[SUPPLIED RECORDS — start]

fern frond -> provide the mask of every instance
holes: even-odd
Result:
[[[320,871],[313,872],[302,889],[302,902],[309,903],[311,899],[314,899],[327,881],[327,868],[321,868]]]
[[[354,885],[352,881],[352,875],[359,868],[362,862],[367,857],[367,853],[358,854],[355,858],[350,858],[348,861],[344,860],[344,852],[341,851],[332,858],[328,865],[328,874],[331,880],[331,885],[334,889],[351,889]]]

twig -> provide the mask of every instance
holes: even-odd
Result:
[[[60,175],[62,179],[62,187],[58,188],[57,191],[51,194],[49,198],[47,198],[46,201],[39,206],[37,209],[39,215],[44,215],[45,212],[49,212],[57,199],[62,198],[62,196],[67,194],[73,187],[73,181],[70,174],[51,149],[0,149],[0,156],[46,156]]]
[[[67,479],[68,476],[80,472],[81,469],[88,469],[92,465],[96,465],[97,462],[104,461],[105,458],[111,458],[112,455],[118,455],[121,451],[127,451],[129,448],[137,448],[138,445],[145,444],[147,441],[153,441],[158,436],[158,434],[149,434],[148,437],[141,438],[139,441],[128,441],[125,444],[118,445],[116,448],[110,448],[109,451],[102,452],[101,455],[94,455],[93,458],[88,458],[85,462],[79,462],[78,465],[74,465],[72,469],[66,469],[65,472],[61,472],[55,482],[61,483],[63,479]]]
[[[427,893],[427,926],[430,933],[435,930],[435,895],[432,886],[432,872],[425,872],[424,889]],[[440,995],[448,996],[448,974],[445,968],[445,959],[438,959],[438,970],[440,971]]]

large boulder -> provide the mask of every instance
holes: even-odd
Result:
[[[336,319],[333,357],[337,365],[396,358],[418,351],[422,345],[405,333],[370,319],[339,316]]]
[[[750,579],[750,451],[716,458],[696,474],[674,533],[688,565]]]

[SUPPLIED RECORDS — finish]

* _PROBLEM TO WORK ON_
Copy each entry above exactly, leaving nothing out.

* _SOLUTION_
fern frond -> provide the mask of every instance
holes: even-odd
Result:
[[[320,871],[313,872],[302,889],[302,902],[309,903],[311,899],[314,899],[327,881],[327,868],[321,868]]]
[[[354,885],[352,881],[352,875],[359,868],[362,862],[367,857],[367,853],[358,854],[355,858],[350,858],[348,861],[344,860],[344,852],[341,851],[332,858],[328,865],[328,874],[331,880],[331,885],[334,889],[351,889]]]

twig -> provide the mask of every instance
holes: even-odd
Result:
[[[60,175],[62,179],[62,187],[58,188],[57,191],[51,194],[49,198],[47,198],[46,201],[39,206],[37,209],[39,215],[44,215],[45,212],[49,212],[57,199],[62,198],[62,196],[67,194],[73,187],[73,181],[70,174],[51,149],[0,149],[0,156],[46,156]]]
[[[67,479],[68,476],[80,472],[81,469],[88,469],[92,465],[96,465],[97,462],[104,461],[105,458],[111,458],[112,455],[118,455],[121,451],[127,451],[129,448],[137,448],[138,445],[145,444],[147,441],[153,441],[158,436],[158,434],[149,434],[148,437],[141,438],[139,441],[128,441],[125,444],[118,445],[116,448],[110,448],[109,451],[102,452],[101,455],[94,455],[93,458],[88,458],[85,462],[79,462],[78,465],[74,465],[72,469],[66,469],[65,472],[61,472],[55,482],[61,483],[63,479]]]
[[[427,893],[427,926],[430,933],[435,930],[435,895],[432,886],[432,872],[425,872],[424,889]],[[440,995],[448,996],[448,974],[445,968],[445,959],[438,959],[438,970],[440,971]]]

large boulder -> provide the mask of every instance
holes: even-odd
Result:
[[[336,319],[333,357],[337,365],[396,358],[418,351],[422,345],[405,333],[370,319],[339,316]]]
[[[750,579],[750,451],[716,458],[696,474],[674,533],[688,565]]]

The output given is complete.